Another meeting took place in Paris in 1965 and Israel was represented by Golda Meir, who was accompanied by Chaim Herzog.
 
It is also believed that Hussein had lots of contacts with the Israeli state through the alumni offices of Boston University.
 
The Occupation
 
Even before 1967, the Israeli army had been carrying out routine incursions into the West Bank, destroying poor people’s homes and killing innocent civilians, very much like what Israel has been doing in the Gaza Strip, the West Bank and Lebanon in recent years.
 
I still vividly remember how the Israeli army, including tanks and warplanes, attacked the small nearby town of Sammou ’, 25 kilometres south-west of Dura, in November 1966, destroying the town, virtually completely and killing many civilians.
 
In June 1967, I was ten years old. I remember how we were told to raise the white flag when the Israeli army surrounded our small village, Khorsa, 15 kilometres south-west of Hebron. We were told we would be shot and killed if we didn't raise a white flag aloft. The Jordanian soldiers left in disgrace and headed eastward, a few donned traditional women’s clothing in order to disguise themselves, while King Hussein urged us via Amman Radio to fight the Israelis “with our fingernails, with our teeth.” Well, how could we possibly fend off the mighty Israeli army with our teeth and fingernails?
 
Frankly, the Arab armies didn’t really put up any real fight against the Israelis. These armies reflected the utter political, moral and ideological decadence and bankruptcy of most contemporary Arab regimes.  Indeed, maintaining the regime’s survival was the most paramount priority and strategy for the ruling elites and juntas of that time.  Fighting Israel and liberating Palestine were not a real priority for these regimes, despite all the rhetoric.
 
Interestingly, this state of affairs remains unchanged even today, 40 years after the greatest Arab defeat in modern times.
 
For many years, Israel and its allies claimed that it was Israel that was attacked by the Arabs in 1967 and that all that Israel did was fight back for its very survival, which was at stake.
 
This is, of course, a big lie, as Israeli leaders themselves came to admit many years later.
 
The former Israeli President Ezer Weizmann (who was also a former commander of the Israeli air force) admitted in an interview with the Israeli newspaper Haaretz in 1972  that “there was no threat of destruction…but that the attack on Egypt, Jordan and Syria was nevertheless justified so that Israel could exist according to the scale, spirit and quality she now embodies.”

▸ **Given information**:
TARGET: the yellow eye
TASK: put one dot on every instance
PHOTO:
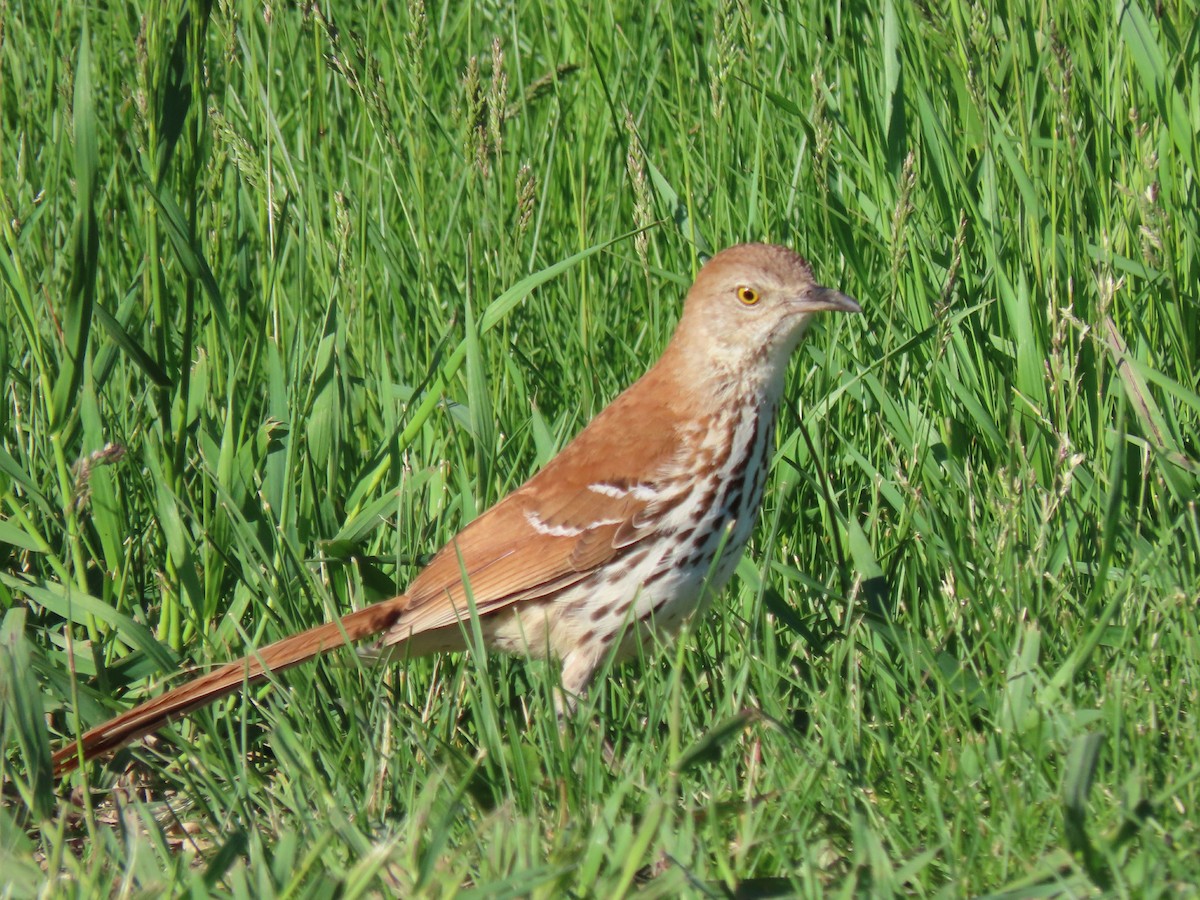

▸ **Set task**:
Answer these questions using the excerpt on the 1967 occupation:
1. Who accompanied Golda Meir at the 1965 meeting in Paris?
2. How old was the writer in June 1967?
3. In which year did Ezer Weizmann give his interview to Haaretz?

▸ **Solution to the problem**:
1. Chaim Herzog
2. Ten years old
3. 1972